Accordingly, it is seen that a need remains for an electrochemical
conversion system that does not require a continuous source of
reactant, which does not require an electrolyte which may be
plugged over time and which may be operated at relatively low
temperatures. It is the provision of such therefore that the
present invention is primarily directed.  
  
SUMMARY OF THE INVENTION  
  
In a preferred form of the invention an electrochemical conversion
system for managing energy comprises a first electrochemical cell
having a first ion conductive material, a first electrode mounted
upon one side of the first ion conductive material, and a second
electrode mounted upon one side of the first ion conductive
material opposite the first electrode, a second electrochemical
cell having a second ion conductive material, a third electrode
mounted upon one side of the second ion conductive material, and a
fourth electrode mounted upon one side of the second ion
conductive material opposite the third electrode, and a third
electrochemical cell having a third ion conductive material, a
fifth electrode mounted upon one side of the third ion conductive
material, and a sixth electrode mounted upon one side of the third
ion conductive material opposite the fifth electrode. The system
also includes a conduit system having a first conduit, second
conduit and third conduit. The first conduit is in fluid
communication with the first electrochemical cell second electrode
and the second electrochemical cell third electrode. The second
conduit is in fluid communication with the second electrochemical
cell fourth electrode and the third electrochemical cell fifth
electrode. The third conduit is in fluid communication with the
third electrochemical cell sixth electrode and the first
electrochemical cell first electrode. The system also includes a
first heat exchanger for exchanging heat between the first conduit
adjacent the first electrochemical cell and the third conduit
adjacent the first electrochemical cell, and a second heat
exchanger for exchanging heat between the first conduit adjacent
the second electrochemical cell and the second conduit adjacent
the second electrochemical cell. A supply of ionizable gas is
contained within the conduit system and an electrical circuit
coupled to the first electrode, the second electrode, the third
electrode, the fourth electrode, the fifth electrode and the sixth
electrode. The electrical circuit includes an electrical energy
storage device.
____________________
▶ TO DO:
1. Please print the part of the electrochemical conversion text that opens with the words containing "Accordingly, it is" and closes with "is primarily directed.".
2. Answer these questions from the electrochemical conversion text:
(a) At what kind of temperatures does the needed system operate?
(b) What kind of gas is contained within the conduit system?
(c) What does the electrical circuit include?
____________________
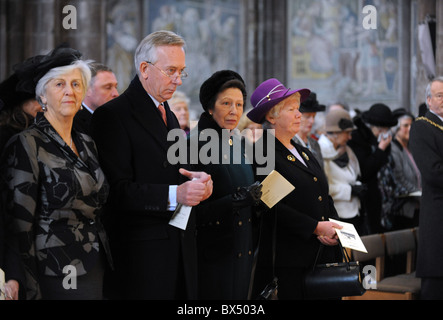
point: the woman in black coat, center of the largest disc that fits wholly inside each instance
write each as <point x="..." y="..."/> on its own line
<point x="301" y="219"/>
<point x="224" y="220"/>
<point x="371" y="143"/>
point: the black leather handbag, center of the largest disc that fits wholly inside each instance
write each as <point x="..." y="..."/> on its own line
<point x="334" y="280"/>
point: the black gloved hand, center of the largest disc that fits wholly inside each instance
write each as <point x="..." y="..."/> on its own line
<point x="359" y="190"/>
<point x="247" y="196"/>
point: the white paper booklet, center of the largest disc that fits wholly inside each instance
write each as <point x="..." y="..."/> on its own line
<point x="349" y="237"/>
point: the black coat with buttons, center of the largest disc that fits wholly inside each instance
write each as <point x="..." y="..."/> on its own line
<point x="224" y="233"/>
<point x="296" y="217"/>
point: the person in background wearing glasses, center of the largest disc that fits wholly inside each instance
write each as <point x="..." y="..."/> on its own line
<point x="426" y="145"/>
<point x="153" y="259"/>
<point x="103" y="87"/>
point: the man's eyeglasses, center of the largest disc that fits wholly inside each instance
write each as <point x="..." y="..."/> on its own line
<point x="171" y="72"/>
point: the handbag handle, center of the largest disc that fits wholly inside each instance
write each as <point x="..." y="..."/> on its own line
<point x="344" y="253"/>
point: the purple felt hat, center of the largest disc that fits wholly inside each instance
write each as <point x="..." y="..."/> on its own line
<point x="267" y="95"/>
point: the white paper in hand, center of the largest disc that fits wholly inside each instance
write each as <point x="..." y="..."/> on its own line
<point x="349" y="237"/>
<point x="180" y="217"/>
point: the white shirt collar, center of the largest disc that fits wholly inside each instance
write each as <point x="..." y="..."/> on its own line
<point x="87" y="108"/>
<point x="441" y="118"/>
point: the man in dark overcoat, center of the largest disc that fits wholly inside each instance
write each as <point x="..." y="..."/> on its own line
____________________
▶ EXPECTED OUTPUTS:
1.
Accordingly, it is seen that a need remains for an electrochemical
conversion system that does not require a continuous source of
reactant, which does not require an electrolyte which may be
plugged over time and which may be operated at relatively low
temperatures. It is the provision of such therefore that the
present invention is primarily directed.

2.
(a) Relatively low temperatures
(b) Ionizable gas
(c) An electrical energy storage device